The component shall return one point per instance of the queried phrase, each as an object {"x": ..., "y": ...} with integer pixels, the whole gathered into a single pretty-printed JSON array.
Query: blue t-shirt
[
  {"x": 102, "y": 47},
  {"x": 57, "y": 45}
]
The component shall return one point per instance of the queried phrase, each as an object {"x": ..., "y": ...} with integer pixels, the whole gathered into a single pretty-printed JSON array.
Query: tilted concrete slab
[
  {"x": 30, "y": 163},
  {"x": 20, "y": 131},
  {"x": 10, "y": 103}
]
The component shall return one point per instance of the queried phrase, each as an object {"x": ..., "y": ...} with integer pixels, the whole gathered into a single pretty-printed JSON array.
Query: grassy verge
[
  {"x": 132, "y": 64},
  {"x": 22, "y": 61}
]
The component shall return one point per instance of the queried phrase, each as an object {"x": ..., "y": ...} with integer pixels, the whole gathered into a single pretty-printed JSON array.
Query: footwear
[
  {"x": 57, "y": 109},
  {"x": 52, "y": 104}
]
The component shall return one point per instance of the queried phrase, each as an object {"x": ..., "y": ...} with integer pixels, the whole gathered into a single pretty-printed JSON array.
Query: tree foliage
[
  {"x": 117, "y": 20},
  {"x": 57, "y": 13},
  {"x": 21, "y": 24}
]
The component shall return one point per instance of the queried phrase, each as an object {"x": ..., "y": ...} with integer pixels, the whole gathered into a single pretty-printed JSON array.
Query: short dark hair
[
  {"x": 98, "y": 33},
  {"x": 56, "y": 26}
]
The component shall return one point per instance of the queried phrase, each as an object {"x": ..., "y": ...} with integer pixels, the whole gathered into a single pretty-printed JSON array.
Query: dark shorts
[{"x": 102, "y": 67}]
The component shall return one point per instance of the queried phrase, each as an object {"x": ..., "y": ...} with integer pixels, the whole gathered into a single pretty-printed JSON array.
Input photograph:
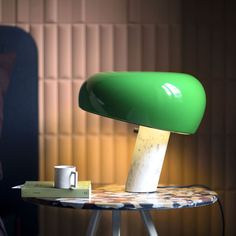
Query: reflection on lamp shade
[{"x": 168, "y": 101}]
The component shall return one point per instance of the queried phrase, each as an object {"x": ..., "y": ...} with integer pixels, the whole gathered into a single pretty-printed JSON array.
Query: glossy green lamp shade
[{"x": 169, "y": 101}]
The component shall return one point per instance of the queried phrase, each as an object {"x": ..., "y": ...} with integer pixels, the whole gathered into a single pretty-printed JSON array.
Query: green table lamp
[{"x": 159, "y": 102}]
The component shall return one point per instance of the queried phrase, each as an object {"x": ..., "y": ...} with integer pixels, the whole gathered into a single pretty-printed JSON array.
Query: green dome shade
[{"x": 164, "y": 100}]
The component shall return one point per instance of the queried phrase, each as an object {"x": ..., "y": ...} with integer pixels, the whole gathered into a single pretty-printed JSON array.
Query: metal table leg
[
  {"x": 93, "y": 223},
  {"x": 147, "y": 219},
  {"x": 115, "y": 223}
]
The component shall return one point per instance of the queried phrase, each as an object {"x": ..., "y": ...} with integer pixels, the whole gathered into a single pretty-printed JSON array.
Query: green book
[{"x": 46, "y": 189}]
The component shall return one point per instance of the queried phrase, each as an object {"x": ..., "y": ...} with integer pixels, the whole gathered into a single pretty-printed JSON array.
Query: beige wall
[{"x": 77, "y": 38}]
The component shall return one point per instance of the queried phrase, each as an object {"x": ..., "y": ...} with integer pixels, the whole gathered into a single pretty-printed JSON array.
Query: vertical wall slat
[
  {"x": 8, "y": 11},
  {"x": 162, "y": 48},
  {"x": 107, "y": 159},
  {"x": 51, "y": 156},
  {"x": 120, "y": 48},
  {"x": 51, "y": 10},
  {"x": 176, "y": 47},
  {"x": 22, "y": 11},
  {"x": 93, "y": 158},
  {"x": 64, "y": 150},
  {"x": 65, "y": 107},
  {"x": 134, "y": 48},
  {"x": 93, "y": 66},
  {"x": 50, "y": 51},
  {"x": 78, "y": 11},
  {"x": 41, "y": 106},
  {"x": 51, "y": 106},
  {"x": 80, "y": 155},
  {"x": 148, "y": 47},
  {"x": 106, "y": 11},
  {"x": 36, "y": 13},
  {"x": 79, "y": 122},
  {"x": 106, "y": 64},
  {"x": 78, "y": 52},
  {"x": 64, "y": 11},
  {"x": 120, "y": 159},
  {"x": 36, "y": 30},
  {"x": 41, "y": 162}
]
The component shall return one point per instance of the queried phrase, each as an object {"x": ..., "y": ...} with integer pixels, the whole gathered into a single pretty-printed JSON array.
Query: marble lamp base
[{"x": 147, "y": 161}]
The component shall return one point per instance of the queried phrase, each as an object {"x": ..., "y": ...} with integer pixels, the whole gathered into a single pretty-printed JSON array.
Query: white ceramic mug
[{"x": 65, "y": 177}]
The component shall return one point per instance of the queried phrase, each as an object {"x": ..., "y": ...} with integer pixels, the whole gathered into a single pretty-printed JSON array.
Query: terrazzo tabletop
[{"x": 113, "y": 197}]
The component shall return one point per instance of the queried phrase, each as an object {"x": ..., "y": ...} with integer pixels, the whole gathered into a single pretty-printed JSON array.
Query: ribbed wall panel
[
  {"x": 107, "y": 160},
  {"x": 51, "y": 155},
  {"x": 65, "y": 107},
  {"x": 64, "y": 150},
  {"x": 36, "y": 11},
  {"x": 162, "y": 47},
  {"x": 134, "y": 47},
  {"x": 78, "y": 11},
  {"x": 77, "y": 38},
  {"x": 93, "y": 66},
  {"x": 148, "y": 48},
  {"x": 94, "y": 164},
  {"x": 51, "y": 106},
  {"x": 79, "y": 122},
  {"x": 64, "y": 51},
  {"x": 37, "y": 32},
  {"x": 50, "y": 51},
  {"x": 8, "y": 11},
  {"x": 80, "y": 155},
  {"x": 22, "y": 11},
  {"x": 78, "y": 51},
  {"x": 120, "y": 158},
  {"x": 41, "y": 106},
  {"x": 51, "y": 11}
]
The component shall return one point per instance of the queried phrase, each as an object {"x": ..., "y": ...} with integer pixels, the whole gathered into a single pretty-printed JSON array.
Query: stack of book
[{"x": 46, "y": 189}]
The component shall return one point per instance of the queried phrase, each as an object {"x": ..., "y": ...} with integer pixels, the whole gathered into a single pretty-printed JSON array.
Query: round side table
[{"x": 114, "y": 198}]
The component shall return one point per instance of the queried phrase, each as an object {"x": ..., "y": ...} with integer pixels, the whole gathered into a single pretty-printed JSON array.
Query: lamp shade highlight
[{"x": 163, "y": 100}]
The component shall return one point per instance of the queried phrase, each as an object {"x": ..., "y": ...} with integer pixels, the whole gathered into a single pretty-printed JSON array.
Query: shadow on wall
[{"x": 19, "y": 138}]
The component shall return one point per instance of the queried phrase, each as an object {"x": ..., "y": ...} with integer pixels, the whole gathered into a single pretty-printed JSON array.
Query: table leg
[
  {"x": 147, "y": 219},
  {"x": 115, "y": 223},
  {"x": 93, "y": 223}
]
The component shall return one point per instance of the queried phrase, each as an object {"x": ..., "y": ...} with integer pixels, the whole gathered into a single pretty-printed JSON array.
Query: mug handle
[{"x": 74, "y": 176}]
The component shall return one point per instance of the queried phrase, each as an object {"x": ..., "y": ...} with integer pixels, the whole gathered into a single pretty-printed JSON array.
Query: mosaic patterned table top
[{"x": 112, "y": 197}]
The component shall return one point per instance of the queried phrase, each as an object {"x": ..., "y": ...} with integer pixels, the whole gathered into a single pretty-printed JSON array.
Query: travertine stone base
[{"x": 147, "y": 160}]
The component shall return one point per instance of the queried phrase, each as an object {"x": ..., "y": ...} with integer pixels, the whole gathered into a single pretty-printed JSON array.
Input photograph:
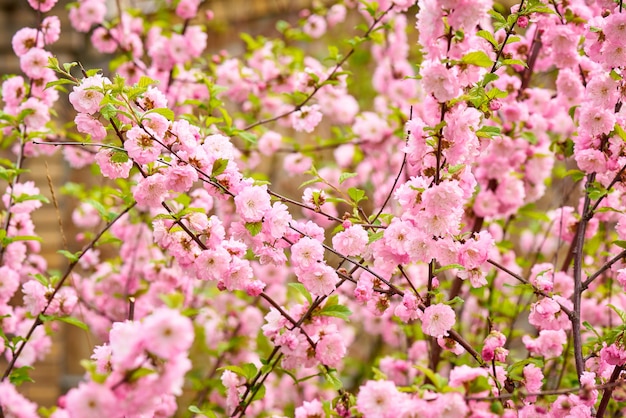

__________________________________________________

__Task to complete__: Copy verbatim the span that begins at the line containing "Query: travertine stone base" and ends at the last line of the material, inclusive of both; exclude pictures.

__Solution__:
Query: travertine stone base
[{"x": 147, "y": 160}]
The component shall return one point per instance of the queried phrase, each as an object {"x": ..., "y": ...} with integer pixels, the whole gathered into a single pretty-printed JSON array.
Input photograph:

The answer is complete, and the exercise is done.